La première s’appelle Survie. C’est cet homme, qui mène une vie paisible dans son village reculé, dans la région de Naplouse. Pourtant, chaque semaine, il quitte sa femme et ses deux enfants pour aller travailler près de Nazareth, dans les territoires de 48 donc. Chaque semaine, il traverse le check-point de Jénine, ce passage ingrat et capricieux qui ouvre et ferme ses portes à des horaires apparemment inconnus des palestinien-ne-s. Chaque fois la surprise de pouvoir passer de l’autre côté du mur, ou d’y rester bloqué. Pas d’énervement pourtant, pas un mot plus haut que l’autre pour désigner les soldats qui le toisent du bout de leur M16.

..........

## Objectifs
a. Selon l'extrait, quel check-point l'homme franchit-il chaque semaine ?
b. Résumez en quelques phrases le paragraphe de l'extrait qui commence par « La première s’appelle Survie », sans perdre ses faits principaux.

## Lignes de données
..........

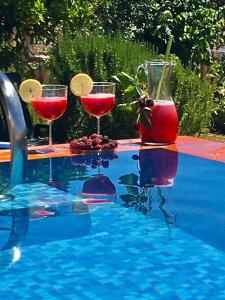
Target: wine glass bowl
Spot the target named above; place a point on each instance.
(100, 101)
(50, 106)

..........

## Réponses attendues
a. Le check-point de Jénine.

b. Survie : un homme mène une vie paisible dans un village reculé de la région de Naplouse. Chaque semaine, il quitte sa femme et ses deux enfants pour aller travailler près de Nazareth, dans les territoires de 48. Il traverse alors le check-point de Jénine, dont les horaires d'ouverture semblent inconnus des Palestinien-ne-s, sans jamais savoir s'il passera ou restera bloqué. Il ne s'énerve pourtant pas face aux soldats qui le toisent, M16 en main.